▶ _DATA FOR THIS TASK_
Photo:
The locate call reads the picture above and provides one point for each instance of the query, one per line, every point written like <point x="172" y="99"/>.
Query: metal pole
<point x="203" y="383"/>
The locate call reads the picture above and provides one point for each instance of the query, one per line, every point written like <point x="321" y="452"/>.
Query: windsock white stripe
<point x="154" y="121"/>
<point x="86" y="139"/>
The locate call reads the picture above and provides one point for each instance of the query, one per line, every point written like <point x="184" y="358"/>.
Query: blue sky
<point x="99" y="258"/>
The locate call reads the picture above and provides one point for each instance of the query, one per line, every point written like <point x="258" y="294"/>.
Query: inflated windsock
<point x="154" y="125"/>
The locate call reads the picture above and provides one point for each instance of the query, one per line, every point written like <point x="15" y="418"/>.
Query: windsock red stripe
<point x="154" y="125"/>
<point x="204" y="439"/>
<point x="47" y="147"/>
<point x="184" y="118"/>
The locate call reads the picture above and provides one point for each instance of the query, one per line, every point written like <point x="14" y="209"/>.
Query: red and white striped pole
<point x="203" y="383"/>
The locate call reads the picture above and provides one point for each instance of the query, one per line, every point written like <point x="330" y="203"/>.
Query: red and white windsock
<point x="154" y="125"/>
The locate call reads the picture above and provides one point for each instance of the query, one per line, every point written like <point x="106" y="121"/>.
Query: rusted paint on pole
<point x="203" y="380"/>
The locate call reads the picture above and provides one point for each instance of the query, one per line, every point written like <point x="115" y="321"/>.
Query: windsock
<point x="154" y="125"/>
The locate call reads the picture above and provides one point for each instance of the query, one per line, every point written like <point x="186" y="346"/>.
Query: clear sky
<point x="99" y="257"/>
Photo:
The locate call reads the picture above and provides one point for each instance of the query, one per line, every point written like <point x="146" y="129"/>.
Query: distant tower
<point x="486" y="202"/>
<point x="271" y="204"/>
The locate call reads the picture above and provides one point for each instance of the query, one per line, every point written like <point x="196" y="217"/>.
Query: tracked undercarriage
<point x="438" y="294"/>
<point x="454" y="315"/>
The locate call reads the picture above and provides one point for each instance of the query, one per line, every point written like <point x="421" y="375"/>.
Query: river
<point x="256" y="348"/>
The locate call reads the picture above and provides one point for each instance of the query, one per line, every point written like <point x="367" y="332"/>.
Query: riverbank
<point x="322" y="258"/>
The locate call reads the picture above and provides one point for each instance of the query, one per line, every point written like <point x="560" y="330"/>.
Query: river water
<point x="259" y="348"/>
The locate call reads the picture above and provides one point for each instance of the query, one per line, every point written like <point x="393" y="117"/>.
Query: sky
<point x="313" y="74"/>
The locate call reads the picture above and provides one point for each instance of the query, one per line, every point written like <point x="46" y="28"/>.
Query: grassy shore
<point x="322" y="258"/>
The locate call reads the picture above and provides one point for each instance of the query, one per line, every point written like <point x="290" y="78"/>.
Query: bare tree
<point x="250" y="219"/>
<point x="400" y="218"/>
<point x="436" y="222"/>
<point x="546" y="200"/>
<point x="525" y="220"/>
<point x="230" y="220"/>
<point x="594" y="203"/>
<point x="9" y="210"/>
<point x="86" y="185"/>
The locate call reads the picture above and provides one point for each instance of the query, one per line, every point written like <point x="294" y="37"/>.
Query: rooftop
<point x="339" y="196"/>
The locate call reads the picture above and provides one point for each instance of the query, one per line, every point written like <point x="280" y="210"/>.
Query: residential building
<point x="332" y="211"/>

▶ _DIRECTIONS_
Pull out each line of the rows above that contains the string "windsock", with case counting.

▶ _RESPONSE TO THIS EXERCISE_
Query: windsock white stripe
Query: inflated windsock
Query: windsock red stripe
Query: red and white windsock
Query: windsock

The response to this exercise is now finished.